Entries for locating named things:
*-*-*

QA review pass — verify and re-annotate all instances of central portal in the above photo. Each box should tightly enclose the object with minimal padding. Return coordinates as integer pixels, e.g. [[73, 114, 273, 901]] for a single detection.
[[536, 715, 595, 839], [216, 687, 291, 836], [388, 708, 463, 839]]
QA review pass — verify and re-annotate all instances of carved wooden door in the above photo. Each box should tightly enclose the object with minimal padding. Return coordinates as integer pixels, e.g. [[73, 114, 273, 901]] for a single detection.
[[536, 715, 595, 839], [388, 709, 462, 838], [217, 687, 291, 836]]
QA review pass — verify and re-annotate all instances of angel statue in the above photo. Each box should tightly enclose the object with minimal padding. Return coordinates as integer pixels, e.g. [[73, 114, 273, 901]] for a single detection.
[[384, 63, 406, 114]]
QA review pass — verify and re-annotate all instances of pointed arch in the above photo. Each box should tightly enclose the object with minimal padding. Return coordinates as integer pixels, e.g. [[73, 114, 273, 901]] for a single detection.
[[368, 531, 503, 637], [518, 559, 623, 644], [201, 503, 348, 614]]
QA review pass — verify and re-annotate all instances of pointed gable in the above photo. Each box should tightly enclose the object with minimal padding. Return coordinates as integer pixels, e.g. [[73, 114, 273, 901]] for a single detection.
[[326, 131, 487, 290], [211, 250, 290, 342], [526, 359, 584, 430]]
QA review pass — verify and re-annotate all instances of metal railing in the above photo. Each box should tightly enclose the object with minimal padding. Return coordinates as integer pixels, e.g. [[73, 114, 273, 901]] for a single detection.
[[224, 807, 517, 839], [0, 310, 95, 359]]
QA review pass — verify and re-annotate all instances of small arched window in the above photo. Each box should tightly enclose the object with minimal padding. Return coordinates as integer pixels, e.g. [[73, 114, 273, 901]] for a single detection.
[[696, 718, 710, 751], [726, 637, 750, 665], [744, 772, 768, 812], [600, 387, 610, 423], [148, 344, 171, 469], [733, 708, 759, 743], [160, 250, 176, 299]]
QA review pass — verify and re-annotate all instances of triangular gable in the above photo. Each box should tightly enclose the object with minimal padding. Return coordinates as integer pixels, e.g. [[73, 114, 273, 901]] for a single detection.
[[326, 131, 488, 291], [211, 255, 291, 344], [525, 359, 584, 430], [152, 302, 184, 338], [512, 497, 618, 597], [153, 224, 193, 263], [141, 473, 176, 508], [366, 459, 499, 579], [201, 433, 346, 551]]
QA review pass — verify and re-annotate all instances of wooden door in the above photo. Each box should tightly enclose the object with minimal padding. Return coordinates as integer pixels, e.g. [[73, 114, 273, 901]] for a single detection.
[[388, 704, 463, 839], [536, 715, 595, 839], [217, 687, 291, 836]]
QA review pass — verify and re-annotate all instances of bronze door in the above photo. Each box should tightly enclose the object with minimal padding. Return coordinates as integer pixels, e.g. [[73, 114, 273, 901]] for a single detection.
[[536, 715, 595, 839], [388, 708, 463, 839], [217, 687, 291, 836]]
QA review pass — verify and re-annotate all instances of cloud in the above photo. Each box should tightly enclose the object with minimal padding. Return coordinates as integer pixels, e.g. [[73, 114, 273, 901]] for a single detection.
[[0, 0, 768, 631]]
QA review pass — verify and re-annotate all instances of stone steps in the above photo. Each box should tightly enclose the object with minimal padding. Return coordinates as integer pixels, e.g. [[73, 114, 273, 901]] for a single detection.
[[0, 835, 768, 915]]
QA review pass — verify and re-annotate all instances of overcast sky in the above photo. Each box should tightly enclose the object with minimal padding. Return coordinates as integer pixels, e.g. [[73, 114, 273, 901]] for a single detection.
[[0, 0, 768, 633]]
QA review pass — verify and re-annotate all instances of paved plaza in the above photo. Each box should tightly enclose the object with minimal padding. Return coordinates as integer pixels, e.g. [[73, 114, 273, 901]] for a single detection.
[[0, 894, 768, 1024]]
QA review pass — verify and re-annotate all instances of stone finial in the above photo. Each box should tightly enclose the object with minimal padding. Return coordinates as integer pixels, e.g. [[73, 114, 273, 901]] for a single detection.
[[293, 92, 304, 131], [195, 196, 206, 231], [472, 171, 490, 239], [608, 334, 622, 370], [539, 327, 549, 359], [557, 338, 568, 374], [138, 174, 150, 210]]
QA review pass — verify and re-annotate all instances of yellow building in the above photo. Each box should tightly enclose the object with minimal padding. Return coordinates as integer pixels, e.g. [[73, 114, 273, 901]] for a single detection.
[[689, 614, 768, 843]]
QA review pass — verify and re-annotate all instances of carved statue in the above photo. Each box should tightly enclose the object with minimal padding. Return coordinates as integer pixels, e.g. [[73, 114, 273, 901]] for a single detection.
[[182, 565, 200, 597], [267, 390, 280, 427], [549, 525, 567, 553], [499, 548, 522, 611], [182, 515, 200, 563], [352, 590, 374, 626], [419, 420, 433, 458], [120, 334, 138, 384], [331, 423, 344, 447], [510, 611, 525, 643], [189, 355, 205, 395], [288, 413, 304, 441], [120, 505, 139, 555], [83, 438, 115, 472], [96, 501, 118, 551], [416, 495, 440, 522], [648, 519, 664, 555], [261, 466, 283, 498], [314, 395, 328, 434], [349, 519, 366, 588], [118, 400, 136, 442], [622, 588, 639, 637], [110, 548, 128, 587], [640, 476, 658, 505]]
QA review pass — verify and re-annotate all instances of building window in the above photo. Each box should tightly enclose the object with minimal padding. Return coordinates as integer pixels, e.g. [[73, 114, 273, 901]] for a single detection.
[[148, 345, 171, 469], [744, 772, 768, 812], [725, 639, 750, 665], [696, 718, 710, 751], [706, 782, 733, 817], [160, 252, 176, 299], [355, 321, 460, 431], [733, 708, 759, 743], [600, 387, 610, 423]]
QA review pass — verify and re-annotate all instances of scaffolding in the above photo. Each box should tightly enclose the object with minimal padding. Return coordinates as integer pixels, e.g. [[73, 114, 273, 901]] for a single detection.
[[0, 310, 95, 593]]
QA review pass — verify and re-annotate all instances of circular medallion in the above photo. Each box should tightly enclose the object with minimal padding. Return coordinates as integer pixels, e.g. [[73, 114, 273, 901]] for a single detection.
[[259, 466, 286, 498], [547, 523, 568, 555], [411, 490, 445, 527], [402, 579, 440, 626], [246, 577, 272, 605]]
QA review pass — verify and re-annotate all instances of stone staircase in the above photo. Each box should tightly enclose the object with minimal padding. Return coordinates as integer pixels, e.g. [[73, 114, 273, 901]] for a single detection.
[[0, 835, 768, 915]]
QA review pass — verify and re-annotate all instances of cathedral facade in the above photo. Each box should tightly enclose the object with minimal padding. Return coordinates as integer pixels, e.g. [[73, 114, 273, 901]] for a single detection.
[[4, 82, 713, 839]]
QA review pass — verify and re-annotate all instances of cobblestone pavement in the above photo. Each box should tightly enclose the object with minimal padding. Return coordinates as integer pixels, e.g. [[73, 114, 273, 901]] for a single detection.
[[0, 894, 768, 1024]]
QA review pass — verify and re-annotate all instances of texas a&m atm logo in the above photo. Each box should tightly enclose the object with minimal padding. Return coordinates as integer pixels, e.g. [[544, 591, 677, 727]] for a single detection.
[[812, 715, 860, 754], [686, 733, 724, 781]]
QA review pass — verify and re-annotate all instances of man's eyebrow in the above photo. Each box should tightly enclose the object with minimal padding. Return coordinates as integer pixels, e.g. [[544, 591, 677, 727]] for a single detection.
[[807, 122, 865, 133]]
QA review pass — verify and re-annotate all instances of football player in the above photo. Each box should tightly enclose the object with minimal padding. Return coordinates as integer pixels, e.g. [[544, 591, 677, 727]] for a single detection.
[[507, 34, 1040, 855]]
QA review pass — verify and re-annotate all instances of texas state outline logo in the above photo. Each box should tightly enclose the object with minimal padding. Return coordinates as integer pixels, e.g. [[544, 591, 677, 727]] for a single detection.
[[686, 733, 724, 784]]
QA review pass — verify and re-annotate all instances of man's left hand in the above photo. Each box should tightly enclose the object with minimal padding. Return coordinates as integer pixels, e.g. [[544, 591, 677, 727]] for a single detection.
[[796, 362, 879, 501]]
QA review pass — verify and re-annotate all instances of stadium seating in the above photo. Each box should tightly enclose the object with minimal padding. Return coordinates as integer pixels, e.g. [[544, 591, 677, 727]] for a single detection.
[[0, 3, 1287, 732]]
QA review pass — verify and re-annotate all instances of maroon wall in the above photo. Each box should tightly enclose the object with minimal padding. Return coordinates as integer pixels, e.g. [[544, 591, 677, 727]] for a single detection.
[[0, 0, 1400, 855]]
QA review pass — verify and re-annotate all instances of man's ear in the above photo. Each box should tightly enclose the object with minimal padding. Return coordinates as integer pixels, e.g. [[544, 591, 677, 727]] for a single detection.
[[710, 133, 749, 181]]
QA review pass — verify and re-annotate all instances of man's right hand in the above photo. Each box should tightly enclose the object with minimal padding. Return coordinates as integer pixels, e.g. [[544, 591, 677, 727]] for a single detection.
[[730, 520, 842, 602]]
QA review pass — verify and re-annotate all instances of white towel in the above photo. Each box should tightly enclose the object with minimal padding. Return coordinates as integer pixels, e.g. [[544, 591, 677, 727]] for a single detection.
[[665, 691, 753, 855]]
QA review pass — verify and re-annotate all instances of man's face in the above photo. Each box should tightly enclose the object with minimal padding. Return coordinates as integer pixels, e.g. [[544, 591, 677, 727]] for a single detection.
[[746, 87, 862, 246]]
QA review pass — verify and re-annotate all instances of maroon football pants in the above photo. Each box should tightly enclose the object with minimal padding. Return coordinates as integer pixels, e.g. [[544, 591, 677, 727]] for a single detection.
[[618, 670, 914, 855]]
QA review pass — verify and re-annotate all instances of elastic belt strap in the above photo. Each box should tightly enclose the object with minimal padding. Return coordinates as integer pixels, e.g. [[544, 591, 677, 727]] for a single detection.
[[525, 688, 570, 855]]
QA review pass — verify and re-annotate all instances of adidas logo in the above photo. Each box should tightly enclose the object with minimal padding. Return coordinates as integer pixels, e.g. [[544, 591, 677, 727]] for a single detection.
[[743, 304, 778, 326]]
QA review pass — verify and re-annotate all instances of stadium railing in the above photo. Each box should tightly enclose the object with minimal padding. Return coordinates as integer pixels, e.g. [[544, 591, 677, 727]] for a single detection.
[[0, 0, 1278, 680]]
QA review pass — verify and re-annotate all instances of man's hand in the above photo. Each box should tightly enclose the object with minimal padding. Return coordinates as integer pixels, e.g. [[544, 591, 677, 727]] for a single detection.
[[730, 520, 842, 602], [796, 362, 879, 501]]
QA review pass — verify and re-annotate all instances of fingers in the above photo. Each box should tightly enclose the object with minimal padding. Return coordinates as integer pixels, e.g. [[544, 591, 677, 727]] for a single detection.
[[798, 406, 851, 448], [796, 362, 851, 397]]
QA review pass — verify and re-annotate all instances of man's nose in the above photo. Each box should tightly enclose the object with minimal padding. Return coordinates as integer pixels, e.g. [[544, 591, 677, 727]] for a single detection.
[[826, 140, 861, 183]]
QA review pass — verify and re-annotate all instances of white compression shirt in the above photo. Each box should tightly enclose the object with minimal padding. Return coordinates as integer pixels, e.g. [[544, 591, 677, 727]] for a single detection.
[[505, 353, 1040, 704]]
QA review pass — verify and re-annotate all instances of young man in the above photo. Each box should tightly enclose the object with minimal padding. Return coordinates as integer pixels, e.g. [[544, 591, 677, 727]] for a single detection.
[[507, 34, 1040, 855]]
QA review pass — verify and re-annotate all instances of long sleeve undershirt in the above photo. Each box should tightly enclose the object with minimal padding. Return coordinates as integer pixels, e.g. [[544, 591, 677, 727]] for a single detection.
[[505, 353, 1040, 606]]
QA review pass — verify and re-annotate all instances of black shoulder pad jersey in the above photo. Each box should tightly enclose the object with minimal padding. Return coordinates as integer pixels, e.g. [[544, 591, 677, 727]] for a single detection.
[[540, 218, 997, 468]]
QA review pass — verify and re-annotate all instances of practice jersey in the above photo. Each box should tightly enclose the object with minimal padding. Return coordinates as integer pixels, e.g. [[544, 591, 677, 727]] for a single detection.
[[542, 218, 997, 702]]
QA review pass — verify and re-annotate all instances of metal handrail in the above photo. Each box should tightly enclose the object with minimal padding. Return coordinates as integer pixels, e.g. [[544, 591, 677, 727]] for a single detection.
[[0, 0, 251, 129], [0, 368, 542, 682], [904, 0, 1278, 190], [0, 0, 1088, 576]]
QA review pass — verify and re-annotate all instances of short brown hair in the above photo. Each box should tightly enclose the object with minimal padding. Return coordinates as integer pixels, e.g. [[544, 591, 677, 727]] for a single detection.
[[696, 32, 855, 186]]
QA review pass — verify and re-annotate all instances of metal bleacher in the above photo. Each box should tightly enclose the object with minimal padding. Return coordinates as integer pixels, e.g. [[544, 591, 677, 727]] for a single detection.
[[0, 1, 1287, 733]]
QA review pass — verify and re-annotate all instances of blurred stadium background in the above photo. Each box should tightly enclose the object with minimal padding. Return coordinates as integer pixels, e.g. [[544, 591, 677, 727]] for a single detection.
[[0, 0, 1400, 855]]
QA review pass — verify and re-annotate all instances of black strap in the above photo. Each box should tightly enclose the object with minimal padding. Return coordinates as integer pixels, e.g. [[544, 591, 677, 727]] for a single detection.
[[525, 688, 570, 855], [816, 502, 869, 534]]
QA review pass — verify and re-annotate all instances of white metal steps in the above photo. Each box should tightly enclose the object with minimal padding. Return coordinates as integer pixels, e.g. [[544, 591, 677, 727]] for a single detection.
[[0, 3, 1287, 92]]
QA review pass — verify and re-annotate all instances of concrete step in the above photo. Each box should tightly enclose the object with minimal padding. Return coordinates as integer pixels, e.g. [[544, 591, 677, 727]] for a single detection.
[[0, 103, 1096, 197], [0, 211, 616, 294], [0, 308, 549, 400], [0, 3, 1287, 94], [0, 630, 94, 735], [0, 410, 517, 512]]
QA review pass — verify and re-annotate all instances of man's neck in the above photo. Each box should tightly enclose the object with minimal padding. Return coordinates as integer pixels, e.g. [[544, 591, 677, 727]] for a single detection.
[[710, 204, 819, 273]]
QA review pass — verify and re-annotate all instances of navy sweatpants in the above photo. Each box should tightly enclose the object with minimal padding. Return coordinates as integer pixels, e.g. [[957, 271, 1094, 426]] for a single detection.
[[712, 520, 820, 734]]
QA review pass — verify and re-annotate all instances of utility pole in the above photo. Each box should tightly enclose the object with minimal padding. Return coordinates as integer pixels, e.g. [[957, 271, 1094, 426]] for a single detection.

*-*-*

Set task:
Format the data from the start through the line containing "359, 584, 430]]" as a two-column CSV with the headers instruction and boxes, one row pairing each instruction with its box coordinates. Put every value in a single quoted field, with line breaks replaced by spaces.

Result of this exercise:
instruction,boxes
"QA review pass — verify and re-annotate all instances of central portal in the above photo. Each box should tightly enclose the object with minimal padding. Return coordinates as integer pixels, e.g. [[73, 114, 273, 901]] for a single detection.","[[536, 715, 595, 839], [216, 687, 291, 836], [388, 708, 463, 839]]"
"QA review pass — verify and re-annotate all instances of carved wooden door in the above photo. Each box should tightly enclose the object with minimal padding. Return coordinates as integer pixels, e.g. [[73, 114, 273, 901]] for a single detection.","[[536, 715, 595, 839], [388, 709, 462, 838], [217, 687, 291, 836]]"
"QA review pass — verify and re-annotate all instances of angel statue in the above photo. Each box should tightly enclose the object with minimal padding. Return coordinates as integer pixels, e.g. [[73, 114, 273, 901]] for a single detection.","[[384, 63, 406, 114]]"
"QA review pass — verify and re-annotate all instances of pointed arch in the above photo. Each box should tightly enclose the object with minimal padding. Return coordinates as integer pixels, e.g. [[73, 114, 273, 901]] for a single detection.","[[368, 531, 503, 637], [518, 559, 623, 644], [201, 503, 348, 614]]"
"QA review pass — verify and re-annotate all instances of pointed gable in the above photo. Each box should tightly enclose the object with minimal padding. Return coordinates as integer pixels, e.g. [[73, 114, 273, 901]] for a single detection.","[[326, 131, 487, 290], [211, 250, 290, 342], [526, 359, 584, 430]]"